* FRAGMENTO:
──────────

Una figura política hace unas semanas relacionó el uso de paracetamol con el trastorno del espectro autista (TEA). Estas declaraciones, carentes de base empírica, conforman un grave nuevo episodio de desinformación que daña a la salud pública y que exige una respuesta desde el rigor científico y una mirada ética.
El 25 de septiembre, un comunicado de la Organización Mundial de la Salud (OMS) insistió en que actualmente no existe evidencia científica concluyente alguna que confirme un posible vínculo entre el autismo y el consumo de acetaminofén (también conocido como paracetamol) durante el embarazo.
Desde una perspectiva farmacológica, el paracetamol es uno de los medicamentos con mayor perfil de seguridad estudiado. Su mecanismo de acción, farmacocinética (significa como un fármaco se comporta en nuestro organismo en sus diversas etapas de absorción, distribución, metabolismo y eliminación) y sus efectos adversos han sido exhaustivamente estudiados durante décadas.

──────────

* DATOS DISPONIBLES:
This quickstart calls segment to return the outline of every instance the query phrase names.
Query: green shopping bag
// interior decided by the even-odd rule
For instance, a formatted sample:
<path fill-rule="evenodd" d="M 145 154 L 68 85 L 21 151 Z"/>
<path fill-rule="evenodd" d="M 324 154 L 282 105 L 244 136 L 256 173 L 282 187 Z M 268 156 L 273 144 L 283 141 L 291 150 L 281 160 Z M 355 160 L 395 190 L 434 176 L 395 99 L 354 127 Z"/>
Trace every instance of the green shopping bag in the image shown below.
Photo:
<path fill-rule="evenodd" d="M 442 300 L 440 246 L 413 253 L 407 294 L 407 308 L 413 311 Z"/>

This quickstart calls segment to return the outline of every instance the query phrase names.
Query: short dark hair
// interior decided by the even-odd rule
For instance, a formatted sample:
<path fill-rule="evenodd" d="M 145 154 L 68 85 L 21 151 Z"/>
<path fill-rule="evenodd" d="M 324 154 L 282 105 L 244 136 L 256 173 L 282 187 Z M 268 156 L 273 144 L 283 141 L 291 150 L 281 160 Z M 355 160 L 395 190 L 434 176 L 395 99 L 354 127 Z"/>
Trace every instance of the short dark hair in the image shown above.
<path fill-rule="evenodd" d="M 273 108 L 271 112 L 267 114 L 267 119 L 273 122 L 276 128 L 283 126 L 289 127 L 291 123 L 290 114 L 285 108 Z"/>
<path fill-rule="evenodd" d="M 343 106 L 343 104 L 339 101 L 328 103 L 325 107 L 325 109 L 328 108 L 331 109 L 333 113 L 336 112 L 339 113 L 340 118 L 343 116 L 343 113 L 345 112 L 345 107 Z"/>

──────────

* TAREA SOLICITADA 1: Según el fragmento, ¿qué organismo emitió un comunicado el 25 de septiembre?
* TAREA SOLICITADA 2: Resume el fragmento en dos oraciones.

* RESPUESTA ESCRITA 1: La Organización Mundial de la Salud (OMS).

* RESPUESTA ESCRITA 2: Una figura política relacionó el uso de paracetamol con el trastorno del espectro autista, declaraciones carentes de base empírica que constituyen un episodio de desinformación dañino para la salud pública. La OMS afirmó que no existe evidencia científica concluyente de un vínculo entre el autismo y el consumo de paracetamol durante el embarazo, y este fármaco es uno de los medicamentos con mayor perfil de seguridad estudiado.